### Text shown

________________________________________

Positional Arguments¶

target

Targets to build. May be rules or files.

Named Arguments¶

`–profile`	Name of profile to use for configuring Snakemake. Snakemake will search for a corresponding folder in /etc/xdg/snakemake and /home/docs/.config/snakemake. Alternatively, this can be an absolute or relative path. The profile folder has to contain a file ‘config.yaml’. This file can be used to set default values for command line options in YAML format. For example, ‘–cluster qsub’ becomes ‘cluster: qsub’ in the YAML file. Profiles can be obtained from https://github.com/snakemake-profiles.
`–snakefile, -s`
	The workflow definition in a snakefile. Default: “Snakefile”
`–gui`	Serve an HTML based user interface to the given network and port e.g. 168.129.10.15:8000. By default Snakemake is only available in the local network (default port: 8000). To make Snakemake listen to all ip addresses add the special host address 0.0.0.0 to the url (0.0.0.0:8000). This is important if Snakemake is used in a virtualised environment like Docker. If possible, a browser window is opened.

________________________________________

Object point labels
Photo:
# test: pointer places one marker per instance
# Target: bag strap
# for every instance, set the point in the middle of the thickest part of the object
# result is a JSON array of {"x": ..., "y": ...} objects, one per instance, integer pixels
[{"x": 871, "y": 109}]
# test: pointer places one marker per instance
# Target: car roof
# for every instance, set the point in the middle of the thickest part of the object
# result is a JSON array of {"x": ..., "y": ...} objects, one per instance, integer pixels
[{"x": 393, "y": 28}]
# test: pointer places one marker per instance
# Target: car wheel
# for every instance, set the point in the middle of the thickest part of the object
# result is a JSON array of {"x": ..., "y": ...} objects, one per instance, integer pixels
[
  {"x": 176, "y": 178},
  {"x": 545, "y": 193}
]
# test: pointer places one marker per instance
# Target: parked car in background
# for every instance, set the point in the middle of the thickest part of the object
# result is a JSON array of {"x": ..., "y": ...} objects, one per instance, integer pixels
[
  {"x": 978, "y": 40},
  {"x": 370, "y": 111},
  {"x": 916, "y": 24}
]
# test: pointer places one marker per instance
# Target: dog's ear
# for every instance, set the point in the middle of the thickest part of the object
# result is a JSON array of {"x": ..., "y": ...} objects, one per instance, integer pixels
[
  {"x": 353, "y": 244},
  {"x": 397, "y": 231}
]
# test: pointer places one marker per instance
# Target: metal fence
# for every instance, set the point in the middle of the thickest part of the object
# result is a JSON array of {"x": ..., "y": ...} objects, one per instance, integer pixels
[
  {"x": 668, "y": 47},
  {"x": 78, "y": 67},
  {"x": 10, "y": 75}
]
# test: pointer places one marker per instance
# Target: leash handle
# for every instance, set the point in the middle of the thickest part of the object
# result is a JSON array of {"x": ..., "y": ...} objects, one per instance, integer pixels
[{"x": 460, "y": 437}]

________________________________________

### Short problem
Continue the Snakemake command-line options text after its last sentence.

### Exercise response
`–cores, –jobs, -j`
	Use at most N cores in parallel (default: 1). If N is omitted, the limit is set to the number of available cores.
`–local-cores`	In cluster mode, use at most N cores of the host machine in parallel (default: number of CPU cores of the host). The cores are used to execute local rules. This option is ignored when not in cluster mode. Default: 4
`–resources, –res`
	Define additional resources that shall constrain the scheduling analogously to threads (see above). A resource is defined as a name and an integer value. E.g. –resources gpu=1. Rules can use resources by defining the resource keyword, e.g. resources: gpu=1. If now two rules require 1 of the resource ‘gpu’ they won’t be run in parallel by the scheduler.
`–config, -C`	Set or overwrite values in the workflow config object. The workflow config object is accessible as variable config inside the workflow. Default values can be set by providing a JSON file (see Documentation).
`–configfile`	Specify or overwrite the config file of the workflow (see the docs). Values specified in JSON or YAML format are available in the global config dictionary inside the workflow.
`–list, -l`	Show availiable rules in given Snakefile. Default: False
`–list-target-rules, –lt`
	Show available target rules in given Snakefile. Default: False
`–directory, -d`
	Specify working directory (relative paths in the snakefile will use this as their origin).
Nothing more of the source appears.